= SOURCE PASSAGE =
────
Signs can be that direct. Ironically enough, even when we’re asking to see them, we can still miss them. Signs can be flashes in your head, pictures of dreams that you don’t know how to fulfill. I’ll call these signs internal ones because they come from within. There are also external signs. They can be comments someone says like, “Why do you stick with that job?” or “I have a friend who may be able to help you out.” Or “You’ve changed lately. Is anything going on that you want to talk about?” I have a fortune cookie taped to my computer monitor that I received before going back to school that reads, “Excellent chance for future success” and now I’m nearly finished my Masters in Philosophy and I’ll be going off to McMaster for Ph.D. work in the fall. Signs often hit us at moments when we cannot see the forest for the trees. It can be like this: You know your refrigerator is dying though it still works, but it’s a hassle to go out looking and you really don’t want to spend the money. So you pretend to ignore the situation. You don’t see the advertisements for refrigerator sales (signs) until the day it breaks … and then you’re desperate to get a new fridge.
For me, in going back to school in philosophy I kept having these wistful visions of how much I enjoyed the university classroom. I loved the lectures, the setting … the entire experience. But I couldn’t act on those images. I told myself that they were wistful fantasies of a time long gone. It was a ‘reasonable’ explanation for a person whose career was faltering and had been for some time. I think those images, those fond remembrances, had many things going for them so that I couldn’t act upon my own internal signs. I thought I was looking back at university with rose-coloured glasses … that it wasn’t as much fun as I remembered. I thought it was foolish and selfish to think about going back to school when I was “supposed” to be of working age. Going back to school felt like it was out of the synch with a cultural pattern. You go to school when you’re young. You work when you’re older. So the sign “feels” wrong, even when there is no stigma about going to school at any age.
Many people I know are at a stage in their lives when they are changing careers, or changing work locations or they are stepping up into supervisory roles. Many say they are doing so after having failed to read the signs for so long. Some have stopped climbing the work ladder and are stepping back from the corporate model of success. The sign? High blood pressure, excessive stress … panic attacks … all of which were signs that finally cut through the clatter of their own self-talk and allowed them to examine their situation so that they could make the change.
────
= WORK TO COMPLETE =
1) Rewrite the paragraph of the passage on signs that begins "Many people I know" as a bulleted list, keeping its main facts.
2) Reproduce verbatim the stretch of the passage on signs from "Many people I" through "make the change.".
The material that comes next is separate from the passage on signs.

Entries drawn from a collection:
────
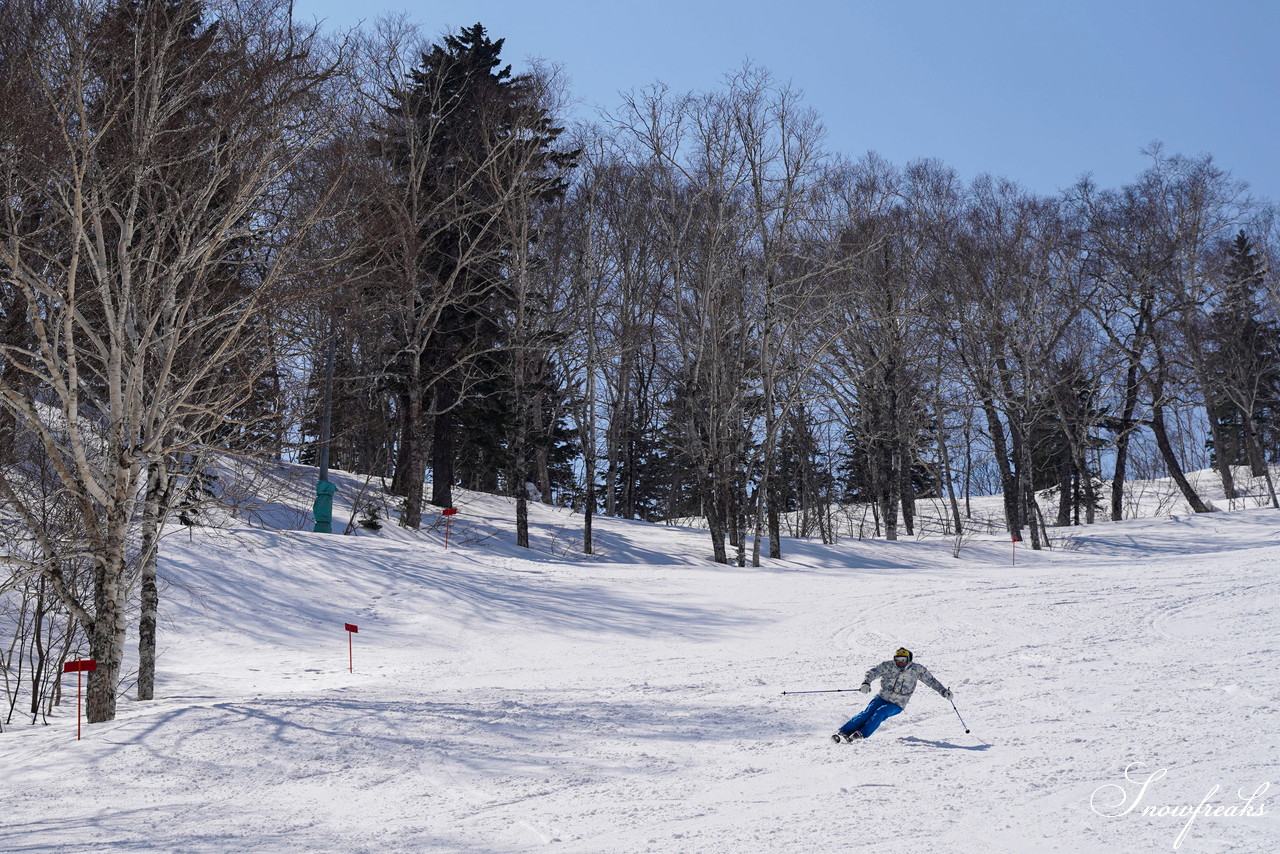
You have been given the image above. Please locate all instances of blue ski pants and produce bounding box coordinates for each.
[840,697,902,739]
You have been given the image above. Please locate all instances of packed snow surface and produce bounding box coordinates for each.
[0,471,1280,854]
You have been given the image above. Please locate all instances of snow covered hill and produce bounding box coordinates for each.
[0,468,1280,854]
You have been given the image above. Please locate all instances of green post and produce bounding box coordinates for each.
[311,480,338,534]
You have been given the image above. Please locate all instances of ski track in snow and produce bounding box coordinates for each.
[0,483,1280,854]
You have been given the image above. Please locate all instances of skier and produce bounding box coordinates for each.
[831,647,951,744]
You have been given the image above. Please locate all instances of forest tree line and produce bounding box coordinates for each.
[0,0,1280,721]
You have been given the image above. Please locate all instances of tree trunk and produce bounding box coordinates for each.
[138,462,170,700]
[1151,403,1212,513]
[982,398,1023,540]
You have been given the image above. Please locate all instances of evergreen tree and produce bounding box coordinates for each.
[1208,230,1280,478]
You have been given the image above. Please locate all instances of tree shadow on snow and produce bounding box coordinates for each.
[899,735,991,750]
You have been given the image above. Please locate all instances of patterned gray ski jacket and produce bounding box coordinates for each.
[863,661,947,708]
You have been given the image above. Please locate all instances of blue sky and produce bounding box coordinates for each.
[296,0,1280,201]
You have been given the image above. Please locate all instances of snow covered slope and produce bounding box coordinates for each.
[0,484,1280,854]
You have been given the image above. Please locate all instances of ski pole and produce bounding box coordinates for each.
[951,700,969,732]
[782,688,861,694]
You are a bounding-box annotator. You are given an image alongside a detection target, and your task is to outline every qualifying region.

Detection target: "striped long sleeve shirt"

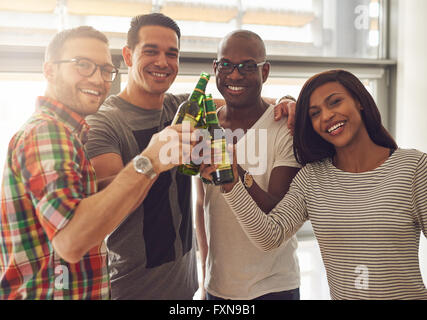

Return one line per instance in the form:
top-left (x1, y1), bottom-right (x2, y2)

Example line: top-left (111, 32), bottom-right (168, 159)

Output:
top-left (224, 149), bottom-right (427, 300)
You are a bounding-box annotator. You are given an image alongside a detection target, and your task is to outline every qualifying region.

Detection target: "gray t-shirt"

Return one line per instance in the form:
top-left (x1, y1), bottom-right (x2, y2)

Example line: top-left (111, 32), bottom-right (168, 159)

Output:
top-left (86, 94), bottom-right (198, 300)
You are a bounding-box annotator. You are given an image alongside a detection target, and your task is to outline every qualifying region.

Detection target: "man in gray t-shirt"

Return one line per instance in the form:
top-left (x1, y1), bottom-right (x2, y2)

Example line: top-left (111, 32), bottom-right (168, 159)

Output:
top-left (86, 13), bottom-right (296, 300)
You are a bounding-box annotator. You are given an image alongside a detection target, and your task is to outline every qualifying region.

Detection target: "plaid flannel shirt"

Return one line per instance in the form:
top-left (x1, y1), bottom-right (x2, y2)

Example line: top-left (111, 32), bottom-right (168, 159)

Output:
top-left (0, 97), bottom-right (109, 300)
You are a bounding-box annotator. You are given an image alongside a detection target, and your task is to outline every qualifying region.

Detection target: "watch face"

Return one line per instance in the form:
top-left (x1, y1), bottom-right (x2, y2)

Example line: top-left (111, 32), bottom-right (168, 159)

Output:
top-left (133, 156), bottom-right (156, 179)
top-left (135, 157), bottom-right (149, 171)
top-left (243, 172), bottom-right (254, 188)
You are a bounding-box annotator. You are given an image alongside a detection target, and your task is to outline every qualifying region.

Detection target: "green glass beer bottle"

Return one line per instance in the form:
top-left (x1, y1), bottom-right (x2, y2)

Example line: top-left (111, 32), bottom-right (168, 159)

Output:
top-left (172, 72), bottom-right (210, 176)
top-left (205, 94), bottom-right (234, 185)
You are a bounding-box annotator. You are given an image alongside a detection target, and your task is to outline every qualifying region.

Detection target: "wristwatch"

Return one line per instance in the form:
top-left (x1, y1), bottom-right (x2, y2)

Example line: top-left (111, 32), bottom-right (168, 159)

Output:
top-left (133, 155), bottom-right (157, 179)
top-left (276, 94), bottom-right (297, 104)
top-left (243, 171), bottom-right (254, 189)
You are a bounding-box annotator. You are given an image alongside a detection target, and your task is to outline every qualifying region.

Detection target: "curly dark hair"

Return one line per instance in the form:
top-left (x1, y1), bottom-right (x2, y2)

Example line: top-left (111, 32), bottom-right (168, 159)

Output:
top-left (294, 70), bottom-right (397, 165)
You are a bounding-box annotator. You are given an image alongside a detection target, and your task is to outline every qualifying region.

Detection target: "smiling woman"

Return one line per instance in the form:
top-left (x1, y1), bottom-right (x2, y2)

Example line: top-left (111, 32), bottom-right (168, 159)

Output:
top-left (224, 70), bottom-right (427, 299)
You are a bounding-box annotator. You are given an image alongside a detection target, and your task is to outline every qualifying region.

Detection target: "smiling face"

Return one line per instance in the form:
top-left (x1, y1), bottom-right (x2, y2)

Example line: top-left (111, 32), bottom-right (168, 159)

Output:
top-left (47, 38), bottom-right (112, 116)
top-left (214, 34), bottom-right (269, 108)
top-left (308, 82), bottom-right (369, 149)
top-left (127, 26), bottom-right (179, 94)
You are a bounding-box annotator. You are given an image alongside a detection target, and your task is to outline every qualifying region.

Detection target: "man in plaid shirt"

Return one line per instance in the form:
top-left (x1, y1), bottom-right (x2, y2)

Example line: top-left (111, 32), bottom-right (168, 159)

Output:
top-left (0, 27), bottom-right (192, 300)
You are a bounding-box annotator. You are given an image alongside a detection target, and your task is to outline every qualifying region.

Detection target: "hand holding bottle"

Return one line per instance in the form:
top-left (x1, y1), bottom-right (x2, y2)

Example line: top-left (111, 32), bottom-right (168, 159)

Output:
top-left (141, 123), bottom-right (195, 174)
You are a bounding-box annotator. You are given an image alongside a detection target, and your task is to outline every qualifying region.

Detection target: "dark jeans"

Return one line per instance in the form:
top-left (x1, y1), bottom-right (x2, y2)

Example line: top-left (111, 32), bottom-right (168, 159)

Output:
top-left (206, 288), bottom-right (300, 300)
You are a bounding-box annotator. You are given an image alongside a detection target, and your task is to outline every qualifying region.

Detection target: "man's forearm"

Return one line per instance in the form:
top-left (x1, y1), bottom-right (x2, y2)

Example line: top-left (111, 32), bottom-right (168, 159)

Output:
top-left (53, 163), bottom-right (152, 263)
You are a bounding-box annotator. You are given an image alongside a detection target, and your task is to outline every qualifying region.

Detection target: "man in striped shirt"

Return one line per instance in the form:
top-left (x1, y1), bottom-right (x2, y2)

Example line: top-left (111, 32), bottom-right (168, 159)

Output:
top-left (0, 27), bottom-right (191, 300)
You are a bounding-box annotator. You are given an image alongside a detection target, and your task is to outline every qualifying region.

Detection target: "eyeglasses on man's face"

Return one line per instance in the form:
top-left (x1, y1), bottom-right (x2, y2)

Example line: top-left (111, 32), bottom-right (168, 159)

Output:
top-left (214, 60), bottom-right (267, 75)
top-left (53, 58), bottom-right (119, 82)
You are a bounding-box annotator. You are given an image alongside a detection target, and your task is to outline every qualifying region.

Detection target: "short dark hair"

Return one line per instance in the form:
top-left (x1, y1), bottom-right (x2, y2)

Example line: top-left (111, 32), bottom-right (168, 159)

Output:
top-left (294, 70), bottom-right (397, 165)
top-left (126, 13), bottom-right (181, 50)
top-left (45, 26), bottom-right (109, 61)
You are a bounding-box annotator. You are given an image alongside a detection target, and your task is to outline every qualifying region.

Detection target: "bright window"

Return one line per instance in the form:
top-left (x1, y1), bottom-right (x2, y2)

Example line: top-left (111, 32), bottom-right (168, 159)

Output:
top-left (0, 0), bottom-right (386, 59)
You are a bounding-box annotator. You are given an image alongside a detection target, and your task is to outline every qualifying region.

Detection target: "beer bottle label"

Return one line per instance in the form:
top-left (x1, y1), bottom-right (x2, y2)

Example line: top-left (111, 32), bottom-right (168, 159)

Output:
top-left (212, 139), bottom-right (231, 170)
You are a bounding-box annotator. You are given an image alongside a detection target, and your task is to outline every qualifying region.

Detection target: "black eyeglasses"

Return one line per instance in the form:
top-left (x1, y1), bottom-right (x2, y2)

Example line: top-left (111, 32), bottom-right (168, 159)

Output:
top-left (214, 60), bottom-right (267, 75)
top-left (53, 58), bottom-right (119, 82)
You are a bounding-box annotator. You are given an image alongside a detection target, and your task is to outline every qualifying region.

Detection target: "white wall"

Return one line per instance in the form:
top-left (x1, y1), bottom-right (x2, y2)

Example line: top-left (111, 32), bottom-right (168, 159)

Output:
top-left (396, 0), bottom-right (427, 285)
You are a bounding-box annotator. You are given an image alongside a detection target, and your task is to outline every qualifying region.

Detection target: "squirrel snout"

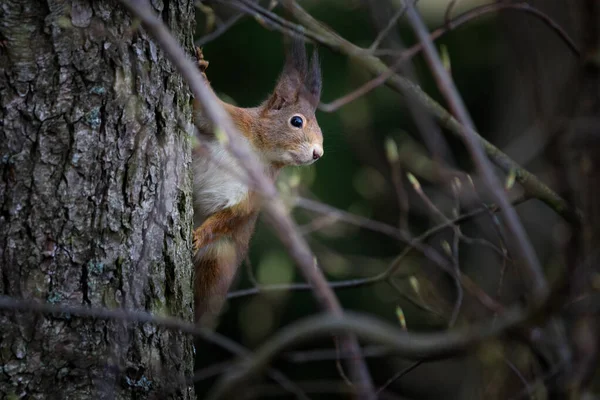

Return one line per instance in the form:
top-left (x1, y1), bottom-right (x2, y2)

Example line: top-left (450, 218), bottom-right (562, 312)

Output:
top-left (313, 144), bottom-right (323, 161)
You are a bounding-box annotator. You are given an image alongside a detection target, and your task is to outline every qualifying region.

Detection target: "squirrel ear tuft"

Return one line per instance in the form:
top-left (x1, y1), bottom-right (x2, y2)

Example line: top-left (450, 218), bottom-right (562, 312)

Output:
top-left (266, 38), bottom-right (308, 110)
top-left (304, 47), bottom-right (323, 107)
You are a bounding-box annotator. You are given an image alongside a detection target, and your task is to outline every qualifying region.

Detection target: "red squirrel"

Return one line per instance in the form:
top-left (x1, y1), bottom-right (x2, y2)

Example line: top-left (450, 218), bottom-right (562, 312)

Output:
top-left (192, 39), bottom-right (323, 326)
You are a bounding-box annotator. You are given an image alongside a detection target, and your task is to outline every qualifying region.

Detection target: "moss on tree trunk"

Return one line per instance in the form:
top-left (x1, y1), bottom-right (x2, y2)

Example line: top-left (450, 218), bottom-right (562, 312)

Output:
top-left (0, 0), bottom-right (194, 399)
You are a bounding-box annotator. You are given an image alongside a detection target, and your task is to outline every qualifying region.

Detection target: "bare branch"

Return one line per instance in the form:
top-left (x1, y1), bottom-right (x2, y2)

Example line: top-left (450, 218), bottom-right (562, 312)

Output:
top-left (210, 308), bottom-right (528, 400)
top-left (406, 0), bottom-right (549, 303)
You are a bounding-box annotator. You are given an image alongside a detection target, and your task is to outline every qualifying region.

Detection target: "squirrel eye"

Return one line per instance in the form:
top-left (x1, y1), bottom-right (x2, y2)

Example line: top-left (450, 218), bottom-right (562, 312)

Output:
top-left (290, 115), bottom-right (304, 128)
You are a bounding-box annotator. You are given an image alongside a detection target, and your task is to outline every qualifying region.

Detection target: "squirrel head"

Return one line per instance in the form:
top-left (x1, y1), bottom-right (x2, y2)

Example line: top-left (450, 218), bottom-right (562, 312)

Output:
top-left (255, 39), bottom-right (323, 166)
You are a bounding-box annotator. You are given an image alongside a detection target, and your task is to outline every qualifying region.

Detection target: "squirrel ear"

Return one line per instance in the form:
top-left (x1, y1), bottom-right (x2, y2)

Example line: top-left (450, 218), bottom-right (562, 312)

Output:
top-left (305, 47), bottom-right (323, 107)
top-left (266, 38), bottom-right (308, 110)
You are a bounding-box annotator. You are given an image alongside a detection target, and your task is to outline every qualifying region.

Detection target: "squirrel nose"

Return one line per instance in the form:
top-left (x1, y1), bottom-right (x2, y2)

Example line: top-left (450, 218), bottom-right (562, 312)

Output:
top-left (313, 146), bottom-right (323, 160)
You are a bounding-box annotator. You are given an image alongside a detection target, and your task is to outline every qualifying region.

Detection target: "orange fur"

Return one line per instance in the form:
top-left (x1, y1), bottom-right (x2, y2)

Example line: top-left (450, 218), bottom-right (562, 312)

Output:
top-left (193, 43), bottom-right (323, 326)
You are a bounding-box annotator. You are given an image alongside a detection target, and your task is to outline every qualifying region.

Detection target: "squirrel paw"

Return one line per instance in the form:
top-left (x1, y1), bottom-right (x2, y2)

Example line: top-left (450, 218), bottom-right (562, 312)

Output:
top-left (193, 227), bottom-right (214, 252)
top-left (196, 47), bottom-right (208, 73)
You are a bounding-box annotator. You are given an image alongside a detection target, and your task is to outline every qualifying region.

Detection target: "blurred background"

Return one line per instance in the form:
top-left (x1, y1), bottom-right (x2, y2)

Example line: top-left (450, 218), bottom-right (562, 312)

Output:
top-left (191, 0), bottom-right (573, 399)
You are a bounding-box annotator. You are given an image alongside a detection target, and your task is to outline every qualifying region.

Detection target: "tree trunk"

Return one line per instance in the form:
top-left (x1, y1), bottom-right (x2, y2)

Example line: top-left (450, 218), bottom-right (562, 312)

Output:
top-left (0, 0), bottom-right (194, 399)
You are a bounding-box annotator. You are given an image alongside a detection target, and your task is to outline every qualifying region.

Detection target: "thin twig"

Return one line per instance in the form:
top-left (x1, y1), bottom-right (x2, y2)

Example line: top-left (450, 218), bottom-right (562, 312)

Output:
top-left (319, 3), bottom-right (581, 112)
top-left (406, 3), bottom-right (549, 303)
top-left (277, 2), bottom-right (580, 222)
top-left (377, 360), bottom-right (423, 394)
top-left (206, 308), bottom-right (529, 397)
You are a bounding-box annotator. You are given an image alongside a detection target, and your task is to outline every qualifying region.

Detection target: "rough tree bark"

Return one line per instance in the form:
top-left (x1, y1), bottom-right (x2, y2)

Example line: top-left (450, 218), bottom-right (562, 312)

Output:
top-left (0, 0), bottom-right (194, 399)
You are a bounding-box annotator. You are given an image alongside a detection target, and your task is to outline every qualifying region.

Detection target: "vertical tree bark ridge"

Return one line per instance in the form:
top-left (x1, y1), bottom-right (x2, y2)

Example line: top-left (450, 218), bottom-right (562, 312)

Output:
top-left (0, 0), bottom-right (194, 399)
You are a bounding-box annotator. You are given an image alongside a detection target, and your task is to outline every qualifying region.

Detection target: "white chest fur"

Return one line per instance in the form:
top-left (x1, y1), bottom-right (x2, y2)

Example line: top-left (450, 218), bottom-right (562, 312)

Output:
top-left (193, 141), bottom-right (248, 226)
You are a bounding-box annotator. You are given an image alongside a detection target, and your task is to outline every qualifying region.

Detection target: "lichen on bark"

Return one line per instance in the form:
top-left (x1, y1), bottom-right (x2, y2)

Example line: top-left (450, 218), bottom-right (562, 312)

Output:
top-left (0, 0), bottom-right (194, 399)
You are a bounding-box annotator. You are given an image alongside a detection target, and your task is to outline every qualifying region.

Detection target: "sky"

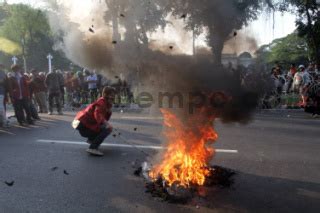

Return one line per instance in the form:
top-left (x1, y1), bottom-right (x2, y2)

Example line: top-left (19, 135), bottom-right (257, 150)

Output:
top-left (5, 0), bottom-right (295, 46)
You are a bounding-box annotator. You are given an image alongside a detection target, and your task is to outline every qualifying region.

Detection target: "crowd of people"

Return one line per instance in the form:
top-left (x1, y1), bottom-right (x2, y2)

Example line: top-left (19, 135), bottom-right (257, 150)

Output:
top-left (0, 64), bottom-right (129, 126)
top-left (271, 63), bottom-right (320, 117)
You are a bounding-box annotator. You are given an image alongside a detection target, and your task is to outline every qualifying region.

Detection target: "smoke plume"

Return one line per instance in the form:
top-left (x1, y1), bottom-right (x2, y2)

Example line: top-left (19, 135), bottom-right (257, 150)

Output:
top-left (45, 0), bottom-right (259, 122)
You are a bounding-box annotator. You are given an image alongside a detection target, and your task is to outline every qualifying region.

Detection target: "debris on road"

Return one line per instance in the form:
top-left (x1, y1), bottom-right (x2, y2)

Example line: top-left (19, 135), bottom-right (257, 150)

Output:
top-left (142, 165), bottom-right (236, 203)
top-left (133, 166), bottom-right (142, 177)
top-left (51, 166), bottom-right (59, 171)
top-left (4, 181), bottom-right (14, 187)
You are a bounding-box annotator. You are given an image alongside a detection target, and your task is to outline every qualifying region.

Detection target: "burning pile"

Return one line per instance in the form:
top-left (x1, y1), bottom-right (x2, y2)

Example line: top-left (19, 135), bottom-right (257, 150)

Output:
top-left (149, 109), bottom-right (218, 188)
top-left (150, 109), bottom-right (218, 187)
top-left (141, 109), bottom-right (235, 202)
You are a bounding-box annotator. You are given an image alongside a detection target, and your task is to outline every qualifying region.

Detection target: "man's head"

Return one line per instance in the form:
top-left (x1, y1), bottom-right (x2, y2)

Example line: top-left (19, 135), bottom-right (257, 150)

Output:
top-left (299, 65), bottom-right (306, 72)
top-left (31, 69), bottom-right (39, 76)
top-left (11, 64), bottom-right (21, 72)
top-left (102, 87), bottom-right (116, 103)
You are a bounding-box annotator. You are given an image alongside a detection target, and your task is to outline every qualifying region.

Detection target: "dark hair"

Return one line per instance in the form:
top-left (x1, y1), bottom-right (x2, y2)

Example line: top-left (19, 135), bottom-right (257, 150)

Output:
top-left (102, 87), bottom-right (116, 97)
top-left (11, 64), bottom-right (20, 71)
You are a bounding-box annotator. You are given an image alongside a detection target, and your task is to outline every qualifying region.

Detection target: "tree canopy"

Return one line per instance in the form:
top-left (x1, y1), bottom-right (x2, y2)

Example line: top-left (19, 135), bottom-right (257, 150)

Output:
top-left (256, 32), bottom-right (309, 65)
top-left (0, 4), bottom-right (69, 68)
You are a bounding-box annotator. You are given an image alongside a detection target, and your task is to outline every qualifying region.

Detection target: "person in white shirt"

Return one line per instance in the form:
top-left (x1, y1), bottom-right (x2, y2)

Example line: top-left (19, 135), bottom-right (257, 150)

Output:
top-left (293, 65), bottom-right (312, 107)
top-left (86, 71), bottom-right (98, 103)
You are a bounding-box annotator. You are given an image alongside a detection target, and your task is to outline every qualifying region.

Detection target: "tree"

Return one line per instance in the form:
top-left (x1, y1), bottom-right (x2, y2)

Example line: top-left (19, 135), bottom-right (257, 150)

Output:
top-left (160, 0), bottom-right (273, 64)
top-left (256, 32), bottom-right (309, 65)
top-left (105, 0), bottom-right (166, 46)
top-left (0, 4), bottom-right (50, 70)
top-left (0, 4), bottom-right (70, 69)
top-left (278, 0), bottom-right (320, 64)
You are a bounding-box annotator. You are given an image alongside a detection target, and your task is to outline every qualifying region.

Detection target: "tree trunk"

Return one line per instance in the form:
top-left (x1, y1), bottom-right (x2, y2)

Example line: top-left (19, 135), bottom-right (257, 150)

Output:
top-left (112, 11), bottom-right (121, 41)
top-left (209, 33), bottom-right (224, 65)
top-left (305, 3), bottom-right (320, 64)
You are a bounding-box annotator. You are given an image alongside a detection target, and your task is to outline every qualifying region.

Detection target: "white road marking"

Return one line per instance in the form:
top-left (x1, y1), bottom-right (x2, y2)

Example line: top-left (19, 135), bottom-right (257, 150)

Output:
top-left (119, 116), bottom-right (163, 120)
top-left (37, 139), bottom-right (238, 154)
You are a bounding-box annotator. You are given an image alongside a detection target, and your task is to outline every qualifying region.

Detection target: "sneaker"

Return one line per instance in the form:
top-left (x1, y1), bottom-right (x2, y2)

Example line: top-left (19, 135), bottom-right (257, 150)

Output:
top-left (87, 149), bottom-right (104, 157)
top-left (27, 120), bottom-right (34, 125)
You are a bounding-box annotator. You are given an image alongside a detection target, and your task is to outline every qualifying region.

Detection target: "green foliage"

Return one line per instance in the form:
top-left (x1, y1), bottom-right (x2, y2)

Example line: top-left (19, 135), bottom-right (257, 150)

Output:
top-left (0, 4), bottom-right (50, 46)
top-left (0, 4), bottom-right (70, 69)
top-left (256, 32), bottom-right (309, 65)
top-left (0, 37), bottom-right (22, 55)
top-left (279, 0), bottom-right (320, 64)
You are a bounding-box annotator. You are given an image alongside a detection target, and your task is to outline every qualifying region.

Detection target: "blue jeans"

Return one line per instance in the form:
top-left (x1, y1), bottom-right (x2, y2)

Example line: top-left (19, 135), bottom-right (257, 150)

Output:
top-left (77, 123), bottom-right (112, 149)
────
= SOLUTIONS TO THE EXERCISE =
1)
- Many people the writer knows are changing careers, changing work locations, or stepping up into supervisory roles.
- Many say they are doing so after failing to read the signs for a long time.
- Some have stopped climbing the work ladder and are stepping back from the corporate model of success.
- Their signs were high blood pressure, excessive stress, and panic attacks.
- These signs finally cut through the clatter of their self-talk and let them examine their situation and make the change.

2)
Many people I know are at a stage in their lives when they are changing careers, or changing work locations or they are stepping up into supervisory roles. Many say they are doing so after having failed to read the signs for so long. Some have stopped climbing the work ladder and are stepping back from the corporate model of success. The sign? High blood pressure, excessive stress … panic attacks … all of which were signs that finally cut through the clatter of their own self-talk and allowed them to examine their situation so that they could make the change.